# Instruction A
Extract every line of the records below that contains the string "framed", matching case exactly.

# Document excerpt
----

Workplace Investigations

Duty to Recommend Retention of Legal Counsel

May there be a common law duty to advise on the Right to Counsel?

The protections afforded to the person being investigated for alleged wrongdoing are complicated and evolving.

These issues to be considered are:

  1. Does the accused person have the legal right to counsel when he or she is interviewed by the investigator?  This question itself raises two issues, the first being the legal right to counsel under the Charter and the second as to whether this duty may arise from the implied term of fairness in the employment relationship.
  2. Does the investigator have a right to access the cyber records of the employee stored on the employer's IT system?
  3. Is there a right to refuse to answer a question, the answer to which may implicate the suspected one in the commission of an offence?
  4. May the statement given by the accused person to the investigator be used against him or her in subsequent criminal or quasi-criminal proceedings? This issue is considered by the common law confession rule.

----

# Given records
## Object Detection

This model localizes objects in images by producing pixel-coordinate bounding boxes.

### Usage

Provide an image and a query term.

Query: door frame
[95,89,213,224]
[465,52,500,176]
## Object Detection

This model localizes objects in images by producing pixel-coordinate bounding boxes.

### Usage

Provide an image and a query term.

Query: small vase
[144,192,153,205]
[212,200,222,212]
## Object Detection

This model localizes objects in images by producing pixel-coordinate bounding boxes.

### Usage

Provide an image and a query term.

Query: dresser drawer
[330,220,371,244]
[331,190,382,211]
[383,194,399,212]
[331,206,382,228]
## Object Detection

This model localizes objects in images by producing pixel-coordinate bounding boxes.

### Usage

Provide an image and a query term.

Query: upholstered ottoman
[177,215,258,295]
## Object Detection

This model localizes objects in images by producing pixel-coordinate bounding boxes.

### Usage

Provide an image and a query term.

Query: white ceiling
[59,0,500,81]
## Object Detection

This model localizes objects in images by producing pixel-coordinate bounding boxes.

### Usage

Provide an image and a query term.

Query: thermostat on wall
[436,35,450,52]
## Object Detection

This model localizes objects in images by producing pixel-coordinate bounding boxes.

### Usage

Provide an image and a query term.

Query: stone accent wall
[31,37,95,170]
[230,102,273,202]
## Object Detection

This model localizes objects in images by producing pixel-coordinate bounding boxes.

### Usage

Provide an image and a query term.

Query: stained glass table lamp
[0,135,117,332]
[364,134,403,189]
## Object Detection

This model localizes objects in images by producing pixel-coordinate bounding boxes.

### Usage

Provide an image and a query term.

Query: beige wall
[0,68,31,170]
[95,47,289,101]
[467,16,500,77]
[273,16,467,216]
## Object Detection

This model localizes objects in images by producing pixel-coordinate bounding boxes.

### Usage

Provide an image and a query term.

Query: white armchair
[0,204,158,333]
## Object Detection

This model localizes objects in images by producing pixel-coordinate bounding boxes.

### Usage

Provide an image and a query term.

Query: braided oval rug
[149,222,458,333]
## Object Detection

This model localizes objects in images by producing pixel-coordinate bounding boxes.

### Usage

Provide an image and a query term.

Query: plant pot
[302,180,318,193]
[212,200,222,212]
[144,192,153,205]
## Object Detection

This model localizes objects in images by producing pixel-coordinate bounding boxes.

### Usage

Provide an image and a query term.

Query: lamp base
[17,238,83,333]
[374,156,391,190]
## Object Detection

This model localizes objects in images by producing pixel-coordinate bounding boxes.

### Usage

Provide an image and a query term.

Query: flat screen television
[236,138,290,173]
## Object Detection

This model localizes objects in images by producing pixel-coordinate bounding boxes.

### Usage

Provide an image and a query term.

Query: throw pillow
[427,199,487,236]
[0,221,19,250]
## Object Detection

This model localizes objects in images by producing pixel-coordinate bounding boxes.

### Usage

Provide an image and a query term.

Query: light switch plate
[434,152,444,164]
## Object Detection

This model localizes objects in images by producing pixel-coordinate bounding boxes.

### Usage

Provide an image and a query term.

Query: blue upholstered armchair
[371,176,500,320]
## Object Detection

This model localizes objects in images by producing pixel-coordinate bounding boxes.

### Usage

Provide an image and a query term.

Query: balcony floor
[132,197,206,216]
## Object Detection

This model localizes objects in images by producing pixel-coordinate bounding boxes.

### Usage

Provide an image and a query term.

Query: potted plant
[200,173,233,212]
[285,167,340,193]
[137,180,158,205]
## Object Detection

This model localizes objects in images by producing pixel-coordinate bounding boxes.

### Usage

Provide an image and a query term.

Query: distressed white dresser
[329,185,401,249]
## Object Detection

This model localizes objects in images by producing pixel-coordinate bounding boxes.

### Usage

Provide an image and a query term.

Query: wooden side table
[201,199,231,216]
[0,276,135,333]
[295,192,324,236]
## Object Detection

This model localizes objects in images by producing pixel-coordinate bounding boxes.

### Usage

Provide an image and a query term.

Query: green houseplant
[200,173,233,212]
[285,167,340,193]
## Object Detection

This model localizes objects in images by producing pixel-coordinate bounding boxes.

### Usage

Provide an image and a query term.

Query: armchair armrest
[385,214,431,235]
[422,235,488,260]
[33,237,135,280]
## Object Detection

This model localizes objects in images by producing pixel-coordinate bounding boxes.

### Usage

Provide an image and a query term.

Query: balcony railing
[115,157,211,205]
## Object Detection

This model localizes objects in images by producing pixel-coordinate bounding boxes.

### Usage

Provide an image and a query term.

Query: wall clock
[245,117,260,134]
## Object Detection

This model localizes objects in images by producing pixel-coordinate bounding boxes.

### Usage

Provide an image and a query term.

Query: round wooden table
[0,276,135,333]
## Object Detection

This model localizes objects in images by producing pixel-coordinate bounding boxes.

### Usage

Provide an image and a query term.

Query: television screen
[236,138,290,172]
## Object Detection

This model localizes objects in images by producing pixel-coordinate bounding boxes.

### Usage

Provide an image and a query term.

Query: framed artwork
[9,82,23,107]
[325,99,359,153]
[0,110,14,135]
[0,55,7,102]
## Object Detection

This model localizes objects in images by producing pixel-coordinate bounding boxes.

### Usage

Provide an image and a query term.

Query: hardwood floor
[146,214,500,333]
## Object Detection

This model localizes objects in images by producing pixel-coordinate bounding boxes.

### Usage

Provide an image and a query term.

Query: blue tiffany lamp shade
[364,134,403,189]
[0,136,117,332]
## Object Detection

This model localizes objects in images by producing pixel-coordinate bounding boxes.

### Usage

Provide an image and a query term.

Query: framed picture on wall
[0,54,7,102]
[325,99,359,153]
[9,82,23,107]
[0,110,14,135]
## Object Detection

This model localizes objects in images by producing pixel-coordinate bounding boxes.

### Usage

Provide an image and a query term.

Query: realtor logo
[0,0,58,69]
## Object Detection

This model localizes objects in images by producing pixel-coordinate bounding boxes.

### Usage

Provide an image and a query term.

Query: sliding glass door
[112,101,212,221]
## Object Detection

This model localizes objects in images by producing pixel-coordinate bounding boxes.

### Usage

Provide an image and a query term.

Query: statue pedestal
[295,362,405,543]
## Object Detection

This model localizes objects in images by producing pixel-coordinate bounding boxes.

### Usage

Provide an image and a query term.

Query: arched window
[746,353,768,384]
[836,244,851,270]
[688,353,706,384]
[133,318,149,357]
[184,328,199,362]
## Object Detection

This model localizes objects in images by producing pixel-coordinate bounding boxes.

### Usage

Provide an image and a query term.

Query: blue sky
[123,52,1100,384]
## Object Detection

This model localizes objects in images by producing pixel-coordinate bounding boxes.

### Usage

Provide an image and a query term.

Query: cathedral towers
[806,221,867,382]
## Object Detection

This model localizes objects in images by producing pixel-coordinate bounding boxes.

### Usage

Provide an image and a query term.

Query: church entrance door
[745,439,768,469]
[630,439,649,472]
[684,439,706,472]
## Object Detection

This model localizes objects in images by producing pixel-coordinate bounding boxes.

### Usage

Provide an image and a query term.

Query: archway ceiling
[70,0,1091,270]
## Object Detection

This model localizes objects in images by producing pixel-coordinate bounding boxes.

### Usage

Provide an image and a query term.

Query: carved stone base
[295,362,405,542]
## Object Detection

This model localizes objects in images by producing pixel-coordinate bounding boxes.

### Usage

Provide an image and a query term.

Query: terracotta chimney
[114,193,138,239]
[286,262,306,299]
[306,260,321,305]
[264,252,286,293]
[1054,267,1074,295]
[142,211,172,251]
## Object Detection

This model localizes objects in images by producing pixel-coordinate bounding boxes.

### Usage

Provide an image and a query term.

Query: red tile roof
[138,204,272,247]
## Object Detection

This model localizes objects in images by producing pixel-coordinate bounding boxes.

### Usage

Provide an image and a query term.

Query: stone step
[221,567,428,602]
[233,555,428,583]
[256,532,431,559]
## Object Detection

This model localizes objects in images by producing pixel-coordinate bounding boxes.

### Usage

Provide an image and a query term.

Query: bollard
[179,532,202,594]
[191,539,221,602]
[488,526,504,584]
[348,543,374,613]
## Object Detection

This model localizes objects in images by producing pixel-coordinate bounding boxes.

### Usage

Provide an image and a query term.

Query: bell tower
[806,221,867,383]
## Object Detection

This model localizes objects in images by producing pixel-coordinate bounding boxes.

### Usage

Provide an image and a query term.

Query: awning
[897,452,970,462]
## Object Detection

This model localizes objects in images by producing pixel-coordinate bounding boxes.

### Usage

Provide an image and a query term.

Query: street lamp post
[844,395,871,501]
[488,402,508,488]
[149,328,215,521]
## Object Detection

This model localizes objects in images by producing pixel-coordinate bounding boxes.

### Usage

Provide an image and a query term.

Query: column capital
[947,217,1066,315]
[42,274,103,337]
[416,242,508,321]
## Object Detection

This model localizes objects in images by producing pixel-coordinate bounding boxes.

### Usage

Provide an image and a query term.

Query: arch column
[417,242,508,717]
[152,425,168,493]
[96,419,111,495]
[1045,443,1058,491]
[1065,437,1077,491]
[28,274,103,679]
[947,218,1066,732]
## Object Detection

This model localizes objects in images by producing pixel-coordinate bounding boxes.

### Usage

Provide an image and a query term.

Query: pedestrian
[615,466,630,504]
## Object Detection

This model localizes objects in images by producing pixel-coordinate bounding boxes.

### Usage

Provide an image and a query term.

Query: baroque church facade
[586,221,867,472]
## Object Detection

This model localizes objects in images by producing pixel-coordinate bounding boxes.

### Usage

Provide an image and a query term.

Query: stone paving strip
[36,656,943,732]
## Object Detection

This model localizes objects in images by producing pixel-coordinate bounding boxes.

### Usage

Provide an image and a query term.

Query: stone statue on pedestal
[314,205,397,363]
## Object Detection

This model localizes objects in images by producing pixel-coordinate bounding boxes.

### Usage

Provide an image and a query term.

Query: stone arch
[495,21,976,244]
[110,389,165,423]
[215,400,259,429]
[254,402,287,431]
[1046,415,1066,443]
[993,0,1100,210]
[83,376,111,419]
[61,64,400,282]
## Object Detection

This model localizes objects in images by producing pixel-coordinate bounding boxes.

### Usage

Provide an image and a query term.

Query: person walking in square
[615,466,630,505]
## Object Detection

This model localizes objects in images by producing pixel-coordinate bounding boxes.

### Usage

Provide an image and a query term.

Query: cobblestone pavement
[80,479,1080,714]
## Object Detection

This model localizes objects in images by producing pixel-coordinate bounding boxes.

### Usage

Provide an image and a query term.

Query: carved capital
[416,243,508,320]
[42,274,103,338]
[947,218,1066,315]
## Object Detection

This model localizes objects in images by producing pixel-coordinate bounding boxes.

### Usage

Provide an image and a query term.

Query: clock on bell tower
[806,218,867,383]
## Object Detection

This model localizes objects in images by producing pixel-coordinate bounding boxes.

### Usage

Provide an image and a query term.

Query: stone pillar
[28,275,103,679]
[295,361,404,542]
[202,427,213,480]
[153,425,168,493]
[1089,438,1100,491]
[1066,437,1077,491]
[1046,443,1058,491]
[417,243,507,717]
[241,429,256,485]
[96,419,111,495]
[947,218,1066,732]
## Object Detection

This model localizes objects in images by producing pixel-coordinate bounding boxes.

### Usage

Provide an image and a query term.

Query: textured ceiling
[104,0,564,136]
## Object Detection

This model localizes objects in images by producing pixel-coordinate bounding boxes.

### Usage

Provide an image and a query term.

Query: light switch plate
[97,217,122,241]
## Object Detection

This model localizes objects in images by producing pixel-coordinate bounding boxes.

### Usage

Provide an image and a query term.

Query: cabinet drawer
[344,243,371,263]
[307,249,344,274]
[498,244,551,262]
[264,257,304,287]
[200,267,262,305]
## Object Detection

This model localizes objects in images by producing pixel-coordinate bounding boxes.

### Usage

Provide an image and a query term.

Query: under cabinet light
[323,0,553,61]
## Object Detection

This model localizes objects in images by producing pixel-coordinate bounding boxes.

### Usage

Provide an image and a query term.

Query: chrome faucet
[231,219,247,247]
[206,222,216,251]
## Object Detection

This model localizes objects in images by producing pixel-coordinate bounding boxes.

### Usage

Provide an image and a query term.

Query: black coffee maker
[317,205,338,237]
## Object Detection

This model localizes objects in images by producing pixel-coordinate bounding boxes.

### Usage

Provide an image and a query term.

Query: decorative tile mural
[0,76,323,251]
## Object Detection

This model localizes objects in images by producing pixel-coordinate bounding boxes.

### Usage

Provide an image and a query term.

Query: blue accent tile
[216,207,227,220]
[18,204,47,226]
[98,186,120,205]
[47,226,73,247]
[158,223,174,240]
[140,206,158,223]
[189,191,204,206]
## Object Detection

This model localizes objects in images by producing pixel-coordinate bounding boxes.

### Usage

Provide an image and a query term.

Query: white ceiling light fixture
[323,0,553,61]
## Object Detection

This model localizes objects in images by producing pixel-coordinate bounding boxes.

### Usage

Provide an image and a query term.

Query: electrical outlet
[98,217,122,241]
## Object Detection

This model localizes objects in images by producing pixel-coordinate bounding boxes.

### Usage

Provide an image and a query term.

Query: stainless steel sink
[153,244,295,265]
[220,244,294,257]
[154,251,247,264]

----

# Instruction B
Carry on the text on workplace investigations and the right to counsel from the point where it stops.

# Written answer A
Query: framed artwork
Query: framed picture on wall

# Written answer B
  5. Should the suspected one know that the employer is acting in a manner which is complicit with a government authority such as the police?
  6. Does the suspected one have a right to have  the investigator's notes and comment upon them?

A summary of the law on these various topics, which is discussed in more detail below, is as follows:

  1. A search of stored electronic communications and notes which violates the expected confidence of the employee will not be allowed. 1
  2. The common law confession rule may apply to the interview, given existing or reasonably anticipated criminal proceedings, with the consequence that such a statement will be inadmissible in a criminal proceeding. 2
  3. The right to silence may prevail where the questioned one faces criminal charges or likely pending criminal charges. This may be give rise to a civil defence to disciplinary proceedings, given termination or other discipline due to the refusal to answer such questions. This summary comes from arbitral, not common law, authorities. 3
  4. There is no right to Charter protections, including the right to counsel, given the actions of a private actor, save in Alberta, and perhaps Saskatchewan. 4
  5. The questioned one may be entitled to the notes of the investigator. 5

To the say the least, these issues are complex. It surely is not possible for a lay person to understand their rights, or even lack of them, in this process.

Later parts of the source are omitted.